(Coordinate labeling data)
═══

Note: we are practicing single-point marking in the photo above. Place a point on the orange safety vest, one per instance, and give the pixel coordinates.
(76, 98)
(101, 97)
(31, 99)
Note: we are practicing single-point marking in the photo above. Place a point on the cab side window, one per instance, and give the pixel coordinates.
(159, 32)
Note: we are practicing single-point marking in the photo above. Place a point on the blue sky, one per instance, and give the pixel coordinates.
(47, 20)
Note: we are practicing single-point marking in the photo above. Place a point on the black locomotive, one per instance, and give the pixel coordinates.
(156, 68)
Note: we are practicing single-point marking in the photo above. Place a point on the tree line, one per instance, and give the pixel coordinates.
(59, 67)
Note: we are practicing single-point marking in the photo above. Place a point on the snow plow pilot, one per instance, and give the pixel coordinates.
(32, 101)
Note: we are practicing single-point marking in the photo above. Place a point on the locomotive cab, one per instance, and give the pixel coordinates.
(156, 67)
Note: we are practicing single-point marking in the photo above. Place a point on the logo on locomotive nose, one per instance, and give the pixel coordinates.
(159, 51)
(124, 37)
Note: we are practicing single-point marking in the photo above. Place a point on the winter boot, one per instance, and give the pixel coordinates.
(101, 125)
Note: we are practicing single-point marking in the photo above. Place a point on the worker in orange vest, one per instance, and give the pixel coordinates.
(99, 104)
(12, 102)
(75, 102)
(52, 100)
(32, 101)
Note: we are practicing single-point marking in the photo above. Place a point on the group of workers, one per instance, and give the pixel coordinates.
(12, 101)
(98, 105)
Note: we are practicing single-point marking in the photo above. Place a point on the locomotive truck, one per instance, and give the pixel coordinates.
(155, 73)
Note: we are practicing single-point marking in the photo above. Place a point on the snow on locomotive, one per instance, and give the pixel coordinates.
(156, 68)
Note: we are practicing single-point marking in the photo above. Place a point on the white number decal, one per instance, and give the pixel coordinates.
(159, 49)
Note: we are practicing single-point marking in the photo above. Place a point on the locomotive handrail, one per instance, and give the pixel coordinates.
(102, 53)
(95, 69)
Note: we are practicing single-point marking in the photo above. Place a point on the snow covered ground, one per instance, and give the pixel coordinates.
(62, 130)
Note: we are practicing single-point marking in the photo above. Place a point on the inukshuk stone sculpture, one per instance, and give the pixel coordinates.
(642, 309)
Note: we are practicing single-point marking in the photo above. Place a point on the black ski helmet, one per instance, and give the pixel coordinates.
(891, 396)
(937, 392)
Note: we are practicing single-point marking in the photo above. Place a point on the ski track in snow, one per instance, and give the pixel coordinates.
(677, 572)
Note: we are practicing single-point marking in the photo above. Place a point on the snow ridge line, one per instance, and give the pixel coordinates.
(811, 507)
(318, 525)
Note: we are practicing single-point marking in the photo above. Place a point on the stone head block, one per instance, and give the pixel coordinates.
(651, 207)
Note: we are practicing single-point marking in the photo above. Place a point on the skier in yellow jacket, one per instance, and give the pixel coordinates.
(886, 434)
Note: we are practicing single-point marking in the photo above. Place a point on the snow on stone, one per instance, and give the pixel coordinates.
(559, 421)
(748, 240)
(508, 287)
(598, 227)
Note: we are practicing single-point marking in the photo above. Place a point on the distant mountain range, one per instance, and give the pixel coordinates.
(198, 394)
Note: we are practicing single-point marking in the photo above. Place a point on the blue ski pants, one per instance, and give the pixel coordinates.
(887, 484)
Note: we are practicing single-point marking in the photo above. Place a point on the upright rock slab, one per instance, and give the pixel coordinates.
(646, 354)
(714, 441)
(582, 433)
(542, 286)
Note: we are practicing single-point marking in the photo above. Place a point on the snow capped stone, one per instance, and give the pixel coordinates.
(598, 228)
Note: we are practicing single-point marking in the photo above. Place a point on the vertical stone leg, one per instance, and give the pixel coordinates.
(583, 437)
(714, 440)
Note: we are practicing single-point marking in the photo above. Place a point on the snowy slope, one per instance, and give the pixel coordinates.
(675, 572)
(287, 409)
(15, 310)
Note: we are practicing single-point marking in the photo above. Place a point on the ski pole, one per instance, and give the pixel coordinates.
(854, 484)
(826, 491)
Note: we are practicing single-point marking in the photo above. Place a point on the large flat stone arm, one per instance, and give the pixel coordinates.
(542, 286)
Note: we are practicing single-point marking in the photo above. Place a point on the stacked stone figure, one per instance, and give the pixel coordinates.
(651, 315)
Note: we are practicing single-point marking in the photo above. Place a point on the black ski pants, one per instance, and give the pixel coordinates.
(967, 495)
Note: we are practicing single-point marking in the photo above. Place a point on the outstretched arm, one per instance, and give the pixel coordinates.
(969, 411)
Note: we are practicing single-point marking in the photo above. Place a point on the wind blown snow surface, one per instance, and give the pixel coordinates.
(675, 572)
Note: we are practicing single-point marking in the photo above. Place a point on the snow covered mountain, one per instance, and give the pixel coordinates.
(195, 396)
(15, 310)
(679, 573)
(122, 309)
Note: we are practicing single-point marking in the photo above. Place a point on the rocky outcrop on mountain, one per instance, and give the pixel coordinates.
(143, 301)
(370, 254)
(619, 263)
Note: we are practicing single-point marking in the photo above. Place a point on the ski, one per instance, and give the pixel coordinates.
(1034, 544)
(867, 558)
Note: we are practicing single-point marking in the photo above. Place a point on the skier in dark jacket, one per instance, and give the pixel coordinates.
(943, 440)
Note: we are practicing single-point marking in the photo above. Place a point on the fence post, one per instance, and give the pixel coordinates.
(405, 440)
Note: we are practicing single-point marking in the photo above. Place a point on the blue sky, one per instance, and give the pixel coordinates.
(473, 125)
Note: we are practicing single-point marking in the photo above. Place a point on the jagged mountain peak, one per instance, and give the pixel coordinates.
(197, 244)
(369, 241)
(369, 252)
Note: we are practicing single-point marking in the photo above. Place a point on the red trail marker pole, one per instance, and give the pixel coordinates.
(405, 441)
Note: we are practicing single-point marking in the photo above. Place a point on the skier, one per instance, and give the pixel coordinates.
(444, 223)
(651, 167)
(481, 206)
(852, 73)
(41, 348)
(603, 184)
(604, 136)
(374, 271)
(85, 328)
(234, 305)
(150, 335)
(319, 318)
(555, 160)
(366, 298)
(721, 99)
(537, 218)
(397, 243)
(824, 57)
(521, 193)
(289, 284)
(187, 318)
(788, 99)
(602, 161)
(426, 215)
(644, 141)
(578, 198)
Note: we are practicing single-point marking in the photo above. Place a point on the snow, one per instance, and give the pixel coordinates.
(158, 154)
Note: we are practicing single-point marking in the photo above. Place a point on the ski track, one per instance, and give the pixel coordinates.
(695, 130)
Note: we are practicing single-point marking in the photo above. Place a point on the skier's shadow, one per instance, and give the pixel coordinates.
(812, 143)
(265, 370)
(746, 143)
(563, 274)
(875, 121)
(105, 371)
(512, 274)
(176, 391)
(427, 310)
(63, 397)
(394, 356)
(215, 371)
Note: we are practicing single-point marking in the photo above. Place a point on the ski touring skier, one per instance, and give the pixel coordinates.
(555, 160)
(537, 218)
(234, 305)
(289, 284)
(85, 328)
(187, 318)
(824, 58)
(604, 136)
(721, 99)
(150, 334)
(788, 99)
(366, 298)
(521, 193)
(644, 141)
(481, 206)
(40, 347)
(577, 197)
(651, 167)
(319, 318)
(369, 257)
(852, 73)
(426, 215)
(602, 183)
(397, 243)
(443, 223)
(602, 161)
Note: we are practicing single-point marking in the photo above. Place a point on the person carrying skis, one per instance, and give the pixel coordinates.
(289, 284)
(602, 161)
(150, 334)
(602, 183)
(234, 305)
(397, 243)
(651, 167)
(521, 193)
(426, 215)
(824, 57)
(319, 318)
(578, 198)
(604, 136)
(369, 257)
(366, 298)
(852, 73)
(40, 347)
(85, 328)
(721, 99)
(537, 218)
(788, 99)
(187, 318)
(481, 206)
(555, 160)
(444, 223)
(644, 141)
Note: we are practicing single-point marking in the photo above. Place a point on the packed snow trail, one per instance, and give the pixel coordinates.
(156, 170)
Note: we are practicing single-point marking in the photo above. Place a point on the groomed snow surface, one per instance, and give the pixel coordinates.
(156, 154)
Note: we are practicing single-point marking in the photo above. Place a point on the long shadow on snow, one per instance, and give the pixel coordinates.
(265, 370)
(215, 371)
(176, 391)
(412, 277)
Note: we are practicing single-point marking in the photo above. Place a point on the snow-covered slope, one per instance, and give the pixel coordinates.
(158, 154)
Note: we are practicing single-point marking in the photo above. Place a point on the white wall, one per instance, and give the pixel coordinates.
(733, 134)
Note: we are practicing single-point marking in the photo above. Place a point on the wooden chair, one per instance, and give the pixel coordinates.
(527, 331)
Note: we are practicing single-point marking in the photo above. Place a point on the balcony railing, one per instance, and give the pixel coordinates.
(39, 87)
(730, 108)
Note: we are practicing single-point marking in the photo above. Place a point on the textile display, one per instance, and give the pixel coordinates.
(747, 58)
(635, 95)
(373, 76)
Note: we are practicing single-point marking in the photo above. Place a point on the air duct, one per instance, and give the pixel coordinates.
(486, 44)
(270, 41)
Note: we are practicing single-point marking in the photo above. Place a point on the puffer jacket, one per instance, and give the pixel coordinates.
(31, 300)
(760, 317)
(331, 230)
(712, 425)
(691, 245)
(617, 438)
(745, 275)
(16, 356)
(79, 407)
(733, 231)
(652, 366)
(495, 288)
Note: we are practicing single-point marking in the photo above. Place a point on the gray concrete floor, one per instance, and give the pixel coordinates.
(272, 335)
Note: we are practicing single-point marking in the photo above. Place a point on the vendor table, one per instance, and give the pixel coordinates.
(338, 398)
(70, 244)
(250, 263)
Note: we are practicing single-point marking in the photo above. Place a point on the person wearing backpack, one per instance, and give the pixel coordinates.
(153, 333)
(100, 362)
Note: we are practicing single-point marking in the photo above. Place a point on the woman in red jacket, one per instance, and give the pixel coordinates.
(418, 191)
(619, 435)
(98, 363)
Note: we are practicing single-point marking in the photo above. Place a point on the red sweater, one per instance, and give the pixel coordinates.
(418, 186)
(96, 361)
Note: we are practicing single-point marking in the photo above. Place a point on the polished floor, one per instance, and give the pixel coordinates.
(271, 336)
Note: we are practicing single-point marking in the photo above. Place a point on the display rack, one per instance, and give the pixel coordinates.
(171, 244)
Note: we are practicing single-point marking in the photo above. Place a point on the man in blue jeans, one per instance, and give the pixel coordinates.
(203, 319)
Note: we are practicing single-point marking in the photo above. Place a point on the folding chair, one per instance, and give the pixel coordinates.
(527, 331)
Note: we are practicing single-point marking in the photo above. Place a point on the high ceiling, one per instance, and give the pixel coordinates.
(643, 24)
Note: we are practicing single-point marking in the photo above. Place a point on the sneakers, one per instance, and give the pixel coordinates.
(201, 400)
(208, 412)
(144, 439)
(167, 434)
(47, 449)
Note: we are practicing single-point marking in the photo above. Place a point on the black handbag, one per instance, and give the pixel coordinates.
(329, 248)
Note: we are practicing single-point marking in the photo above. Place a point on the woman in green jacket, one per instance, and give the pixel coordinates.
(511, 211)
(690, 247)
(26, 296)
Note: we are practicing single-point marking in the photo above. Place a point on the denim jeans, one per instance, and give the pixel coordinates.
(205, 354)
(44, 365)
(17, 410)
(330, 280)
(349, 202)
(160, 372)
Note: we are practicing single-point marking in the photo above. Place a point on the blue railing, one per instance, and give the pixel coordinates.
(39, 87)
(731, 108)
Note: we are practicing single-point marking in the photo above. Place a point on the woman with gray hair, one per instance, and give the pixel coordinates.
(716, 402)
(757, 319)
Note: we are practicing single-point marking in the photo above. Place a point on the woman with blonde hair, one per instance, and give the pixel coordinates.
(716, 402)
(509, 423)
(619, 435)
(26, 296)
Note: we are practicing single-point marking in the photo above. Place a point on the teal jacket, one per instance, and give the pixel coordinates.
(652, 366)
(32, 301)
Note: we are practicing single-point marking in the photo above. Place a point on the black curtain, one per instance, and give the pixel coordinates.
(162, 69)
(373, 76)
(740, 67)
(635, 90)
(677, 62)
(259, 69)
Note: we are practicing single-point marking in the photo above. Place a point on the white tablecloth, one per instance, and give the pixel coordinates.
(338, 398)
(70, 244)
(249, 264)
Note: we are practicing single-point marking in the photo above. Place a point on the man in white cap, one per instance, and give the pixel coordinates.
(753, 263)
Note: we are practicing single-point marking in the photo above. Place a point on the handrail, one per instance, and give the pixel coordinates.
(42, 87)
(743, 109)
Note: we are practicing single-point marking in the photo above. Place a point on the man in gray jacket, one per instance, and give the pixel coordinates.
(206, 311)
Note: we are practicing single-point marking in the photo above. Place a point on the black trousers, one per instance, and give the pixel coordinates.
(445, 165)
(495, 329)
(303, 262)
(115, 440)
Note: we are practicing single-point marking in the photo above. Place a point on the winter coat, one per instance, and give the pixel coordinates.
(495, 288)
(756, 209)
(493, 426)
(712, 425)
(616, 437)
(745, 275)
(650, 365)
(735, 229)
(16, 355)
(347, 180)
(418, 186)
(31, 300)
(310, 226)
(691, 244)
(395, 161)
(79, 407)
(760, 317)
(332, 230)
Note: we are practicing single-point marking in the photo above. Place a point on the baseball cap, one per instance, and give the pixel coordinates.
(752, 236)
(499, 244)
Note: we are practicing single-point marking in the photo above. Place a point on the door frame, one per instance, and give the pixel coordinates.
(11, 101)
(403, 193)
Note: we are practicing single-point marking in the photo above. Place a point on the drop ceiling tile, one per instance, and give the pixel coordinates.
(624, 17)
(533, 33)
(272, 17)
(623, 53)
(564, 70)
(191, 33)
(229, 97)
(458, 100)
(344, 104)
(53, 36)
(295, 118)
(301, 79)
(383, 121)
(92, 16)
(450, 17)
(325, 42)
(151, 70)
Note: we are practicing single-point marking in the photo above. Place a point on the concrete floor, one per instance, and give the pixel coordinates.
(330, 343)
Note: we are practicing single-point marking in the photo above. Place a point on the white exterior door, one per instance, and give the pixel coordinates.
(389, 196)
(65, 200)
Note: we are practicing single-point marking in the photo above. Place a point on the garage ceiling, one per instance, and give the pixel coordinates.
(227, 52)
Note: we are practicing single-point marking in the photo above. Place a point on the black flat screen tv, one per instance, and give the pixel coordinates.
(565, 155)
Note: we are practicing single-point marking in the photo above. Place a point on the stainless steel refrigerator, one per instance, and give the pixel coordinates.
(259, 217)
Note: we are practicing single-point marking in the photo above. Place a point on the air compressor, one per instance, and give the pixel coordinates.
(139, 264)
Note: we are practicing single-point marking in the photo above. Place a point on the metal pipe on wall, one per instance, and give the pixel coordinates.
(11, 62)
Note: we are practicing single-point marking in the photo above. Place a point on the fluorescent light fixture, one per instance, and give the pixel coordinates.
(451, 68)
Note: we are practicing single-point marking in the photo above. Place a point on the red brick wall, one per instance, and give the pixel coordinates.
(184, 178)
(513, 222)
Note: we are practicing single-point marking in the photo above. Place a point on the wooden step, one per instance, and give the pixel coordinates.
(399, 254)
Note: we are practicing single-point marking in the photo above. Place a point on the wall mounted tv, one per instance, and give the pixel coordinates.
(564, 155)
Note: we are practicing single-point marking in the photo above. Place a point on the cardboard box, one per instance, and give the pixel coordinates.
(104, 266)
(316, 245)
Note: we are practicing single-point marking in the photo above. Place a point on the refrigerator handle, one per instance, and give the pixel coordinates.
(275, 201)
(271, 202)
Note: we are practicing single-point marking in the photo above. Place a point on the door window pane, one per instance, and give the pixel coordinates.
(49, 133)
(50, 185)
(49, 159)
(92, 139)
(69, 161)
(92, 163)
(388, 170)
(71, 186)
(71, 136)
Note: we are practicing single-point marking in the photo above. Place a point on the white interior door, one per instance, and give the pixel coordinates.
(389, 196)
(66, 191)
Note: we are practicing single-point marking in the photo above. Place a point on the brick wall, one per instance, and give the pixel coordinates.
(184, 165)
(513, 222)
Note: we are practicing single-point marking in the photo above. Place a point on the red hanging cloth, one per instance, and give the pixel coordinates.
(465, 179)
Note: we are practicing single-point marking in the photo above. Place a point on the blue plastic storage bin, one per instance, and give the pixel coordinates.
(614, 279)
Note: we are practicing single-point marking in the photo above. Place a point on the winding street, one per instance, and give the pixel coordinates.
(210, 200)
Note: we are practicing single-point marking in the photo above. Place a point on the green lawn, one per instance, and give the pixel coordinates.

═══

### Written problem
All lines from the one with "on the brick" through the final line above are to be quoted exactly; quote no other line.

### Written response
Note: we are practicing single-point marking in the photo above. Place a point on the brick wall, one per instance, and give the pixel coordinates.
(184, 165)
(513, 222)
Note: we are practicing single-point marking in the photo above. Place a point on the red hanging cloth, one per instance, and give the pixel coordinates.
(465, 179)
Note: we are practicing single-point marking in the photo above. Place a point on the blue plastic storage bin, one per instance, and give the pixel coordinates.
(614, 279)
Note: we are practicing single-point marking in the photo above. Place a point on the winding street, one per instance, and give the pixel coordinates.
(210, 200)
Note: we are practicing single-point marking in the photo above. Place a point on the green lawn, one per instance, and give the pixel coordinates.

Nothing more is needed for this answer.